Extract every line starting at the line that contains "of the drogerie" and ending with the final line of the data, inclusive; give only those lines, word for word.

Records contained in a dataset
╭──
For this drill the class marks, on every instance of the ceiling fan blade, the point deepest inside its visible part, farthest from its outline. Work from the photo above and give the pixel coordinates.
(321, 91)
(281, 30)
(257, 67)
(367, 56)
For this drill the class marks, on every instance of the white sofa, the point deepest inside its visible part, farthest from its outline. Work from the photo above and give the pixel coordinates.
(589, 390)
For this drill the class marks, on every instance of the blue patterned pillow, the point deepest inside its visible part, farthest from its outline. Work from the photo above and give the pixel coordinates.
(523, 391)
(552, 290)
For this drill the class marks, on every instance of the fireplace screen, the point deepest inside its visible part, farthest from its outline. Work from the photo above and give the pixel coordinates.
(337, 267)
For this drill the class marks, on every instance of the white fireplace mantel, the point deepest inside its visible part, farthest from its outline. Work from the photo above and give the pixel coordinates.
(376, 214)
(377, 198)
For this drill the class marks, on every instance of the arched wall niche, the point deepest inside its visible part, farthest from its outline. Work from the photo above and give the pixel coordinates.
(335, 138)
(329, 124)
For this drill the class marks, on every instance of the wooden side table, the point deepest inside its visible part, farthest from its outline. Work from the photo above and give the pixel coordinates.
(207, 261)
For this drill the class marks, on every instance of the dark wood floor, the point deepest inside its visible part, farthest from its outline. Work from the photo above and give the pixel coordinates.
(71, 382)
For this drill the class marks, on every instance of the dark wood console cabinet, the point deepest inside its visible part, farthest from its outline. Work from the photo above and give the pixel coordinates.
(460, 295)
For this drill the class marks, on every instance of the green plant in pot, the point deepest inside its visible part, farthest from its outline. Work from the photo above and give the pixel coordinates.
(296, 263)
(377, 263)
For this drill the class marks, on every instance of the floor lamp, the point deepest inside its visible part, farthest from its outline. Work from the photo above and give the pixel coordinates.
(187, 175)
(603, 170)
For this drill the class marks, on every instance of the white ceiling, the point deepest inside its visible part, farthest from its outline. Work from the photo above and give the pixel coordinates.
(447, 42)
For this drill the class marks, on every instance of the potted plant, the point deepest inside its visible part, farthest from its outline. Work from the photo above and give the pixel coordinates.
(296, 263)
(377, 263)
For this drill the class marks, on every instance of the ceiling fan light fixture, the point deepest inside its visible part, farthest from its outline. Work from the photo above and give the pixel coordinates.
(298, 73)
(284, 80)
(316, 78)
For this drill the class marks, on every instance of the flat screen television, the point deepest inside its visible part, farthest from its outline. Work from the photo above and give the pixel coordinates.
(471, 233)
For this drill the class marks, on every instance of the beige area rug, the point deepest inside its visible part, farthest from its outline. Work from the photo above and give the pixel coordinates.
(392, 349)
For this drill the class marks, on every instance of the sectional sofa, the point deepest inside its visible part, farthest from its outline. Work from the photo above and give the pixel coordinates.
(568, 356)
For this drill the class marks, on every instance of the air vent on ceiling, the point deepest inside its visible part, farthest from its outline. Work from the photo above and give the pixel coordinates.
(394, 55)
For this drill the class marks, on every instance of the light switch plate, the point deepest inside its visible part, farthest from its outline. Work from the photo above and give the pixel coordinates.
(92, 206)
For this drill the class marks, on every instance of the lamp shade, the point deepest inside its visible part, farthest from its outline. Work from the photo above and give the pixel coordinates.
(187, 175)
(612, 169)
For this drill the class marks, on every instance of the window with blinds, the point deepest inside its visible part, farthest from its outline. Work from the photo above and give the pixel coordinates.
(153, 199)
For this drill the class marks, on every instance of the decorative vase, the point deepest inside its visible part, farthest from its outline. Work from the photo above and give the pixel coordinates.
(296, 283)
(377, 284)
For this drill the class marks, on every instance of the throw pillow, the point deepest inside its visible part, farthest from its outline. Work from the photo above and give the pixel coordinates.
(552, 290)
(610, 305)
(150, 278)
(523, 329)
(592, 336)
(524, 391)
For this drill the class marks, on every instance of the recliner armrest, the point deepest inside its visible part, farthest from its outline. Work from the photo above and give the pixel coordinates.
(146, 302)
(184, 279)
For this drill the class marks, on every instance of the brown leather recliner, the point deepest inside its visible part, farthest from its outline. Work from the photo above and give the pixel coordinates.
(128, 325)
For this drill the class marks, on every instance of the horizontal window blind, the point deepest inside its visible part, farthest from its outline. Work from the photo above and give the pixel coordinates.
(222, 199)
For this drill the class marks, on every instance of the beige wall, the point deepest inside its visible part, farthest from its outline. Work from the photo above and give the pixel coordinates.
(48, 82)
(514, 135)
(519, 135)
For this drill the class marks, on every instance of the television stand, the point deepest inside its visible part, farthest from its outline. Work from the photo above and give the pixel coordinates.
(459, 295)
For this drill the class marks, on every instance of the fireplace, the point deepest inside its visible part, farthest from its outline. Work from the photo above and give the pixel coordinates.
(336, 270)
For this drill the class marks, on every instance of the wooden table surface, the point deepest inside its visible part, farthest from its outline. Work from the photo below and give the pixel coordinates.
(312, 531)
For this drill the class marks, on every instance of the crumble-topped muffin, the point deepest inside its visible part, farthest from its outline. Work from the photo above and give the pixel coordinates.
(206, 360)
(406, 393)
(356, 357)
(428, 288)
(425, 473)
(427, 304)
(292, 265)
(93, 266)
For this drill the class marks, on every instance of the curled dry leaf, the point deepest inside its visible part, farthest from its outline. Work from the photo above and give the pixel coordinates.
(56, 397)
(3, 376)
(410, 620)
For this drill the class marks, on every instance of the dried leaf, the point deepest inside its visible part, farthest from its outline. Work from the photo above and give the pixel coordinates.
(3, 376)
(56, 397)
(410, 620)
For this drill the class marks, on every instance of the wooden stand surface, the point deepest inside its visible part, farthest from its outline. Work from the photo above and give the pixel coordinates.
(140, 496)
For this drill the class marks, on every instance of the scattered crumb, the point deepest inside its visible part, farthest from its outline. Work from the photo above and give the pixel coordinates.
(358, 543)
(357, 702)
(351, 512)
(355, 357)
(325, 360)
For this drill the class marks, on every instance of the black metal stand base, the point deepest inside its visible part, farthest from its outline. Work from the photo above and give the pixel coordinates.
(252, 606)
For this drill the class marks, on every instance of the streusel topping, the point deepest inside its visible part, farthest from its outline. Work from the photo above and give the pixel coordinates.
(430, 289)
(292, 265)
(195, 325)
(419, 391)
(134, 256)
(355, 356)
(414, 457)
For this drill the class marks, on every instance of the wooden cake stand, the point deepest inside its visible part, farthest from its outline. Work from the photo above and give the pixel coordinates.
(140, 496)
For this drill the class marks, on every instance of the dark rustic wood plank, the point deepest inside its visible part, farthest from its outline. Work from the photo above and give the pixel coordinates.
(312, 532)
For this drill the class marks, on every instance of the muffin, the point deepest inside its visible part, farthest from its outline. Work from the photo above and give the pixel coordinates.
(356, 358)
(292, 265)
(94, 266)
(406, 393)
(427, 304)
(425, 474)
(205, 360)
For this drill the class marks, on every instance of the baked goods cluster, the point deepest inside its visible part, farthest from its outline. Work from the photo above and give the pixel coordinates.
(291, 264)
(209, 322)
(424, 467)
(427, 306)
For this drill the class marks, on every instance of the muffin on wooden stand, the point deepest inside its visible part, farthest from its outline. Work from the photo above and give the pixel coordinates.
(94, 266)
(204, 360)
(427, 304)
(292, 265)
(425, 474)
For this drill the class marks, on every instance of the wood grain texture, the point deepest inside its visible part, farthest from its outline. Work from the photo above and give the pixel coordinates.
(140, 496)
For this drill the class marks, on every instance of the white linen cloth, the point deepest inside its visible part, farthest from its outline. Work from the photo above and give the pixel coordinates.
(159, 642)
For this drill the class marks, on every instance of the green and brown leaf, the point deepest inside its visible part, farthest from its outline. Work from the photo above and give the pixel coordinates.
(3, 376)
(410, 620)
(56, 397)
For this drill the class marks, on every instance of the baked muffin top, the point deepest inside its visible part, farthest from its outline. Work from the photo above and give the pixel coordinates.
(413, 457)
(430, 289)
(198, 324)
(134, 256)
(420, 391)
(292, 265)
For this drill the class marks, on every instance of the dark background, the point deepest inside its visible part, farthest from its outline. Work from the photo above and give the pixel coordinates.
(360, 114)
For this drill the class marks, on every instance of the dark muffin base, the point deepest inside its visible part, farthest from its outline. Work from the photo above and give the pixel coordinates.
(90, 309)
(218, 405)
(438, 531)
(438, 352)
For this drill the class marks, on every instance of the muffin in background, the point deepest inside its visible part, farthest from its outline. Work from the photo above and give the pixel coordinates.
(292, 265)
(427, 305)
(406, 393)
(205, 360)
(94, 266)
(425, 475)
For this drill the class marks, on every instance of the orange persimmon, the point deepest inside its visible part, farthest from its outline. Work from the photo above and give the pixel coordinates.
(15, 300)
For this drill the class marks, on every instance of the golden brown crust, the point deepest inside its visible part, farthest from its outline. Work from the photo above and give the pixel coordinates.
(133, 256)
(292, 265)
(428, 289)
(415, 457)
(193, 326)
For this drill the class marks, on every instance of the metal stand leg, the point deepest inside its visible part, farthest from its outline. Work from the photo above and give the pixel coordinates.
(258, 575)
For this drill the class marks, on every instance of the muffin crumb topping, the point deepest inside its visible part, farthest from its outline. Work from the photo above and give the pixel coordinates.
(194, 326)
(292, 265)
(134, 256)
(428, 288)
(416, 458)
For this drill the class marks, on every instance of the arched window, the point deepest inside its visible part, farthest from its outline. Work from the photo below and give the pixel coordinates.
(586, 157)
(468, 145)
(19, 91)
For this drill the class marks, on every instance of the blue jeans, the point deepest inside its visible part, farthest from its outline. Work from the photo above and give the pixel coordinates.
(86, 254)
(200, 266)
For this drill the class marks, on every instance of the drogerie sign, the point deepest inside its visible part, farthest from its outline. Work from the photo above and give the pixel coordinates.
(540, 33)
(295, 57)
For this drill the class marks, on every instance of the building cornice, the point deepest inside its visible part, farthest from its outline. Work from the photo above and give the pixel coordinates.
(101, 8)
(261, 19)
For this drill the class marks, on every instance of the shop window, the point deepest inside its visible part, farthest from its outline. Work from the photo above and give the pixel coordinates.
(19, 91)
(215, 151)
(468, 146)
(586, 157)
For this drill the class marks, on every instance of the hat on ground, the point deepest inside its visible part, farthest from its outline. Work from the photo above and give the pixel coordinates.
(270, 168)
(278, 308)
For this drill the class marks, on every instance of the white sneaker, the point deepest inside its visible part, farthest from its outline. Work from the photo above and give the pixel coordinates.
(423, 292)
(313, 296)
╰──
▶ _Response for this exercise_
For this drill the class marks, on every instance of the drogerie sign, the point deepest inside its visible part, farthest from its outline. Work from the photo above and give the pixel coordinates.
(540, 33)
(295, 57)
For this drill the class marks, on every instance of the building cornice, the point deepest inside its visible part, farthest from its outline. Work from the photo above and give the pixel coordinates.
(101, 8)
(261, 19)
For this drill the class marks, on every instance of the shop window, the point deepest inside its visible part, farthest from its outline. Work from the photo above and give the pixel coordinates.
(19, 91)
(215, 151)
(468, 146)
(586, 157)
For this drill the class marks, on every instance of the hat on ground, the point deepest inside its visible part, farthest from its outline. Work from the photo above and give the pixel coordinates.
(270, 168)
(278, 308)
For this drill the class marks, on every instance of the white sneaker, the point deepest inside its visible part, farthest from its outline. Work from the photo above and give the pixel coordinates.
(423, 292)
(313, 296)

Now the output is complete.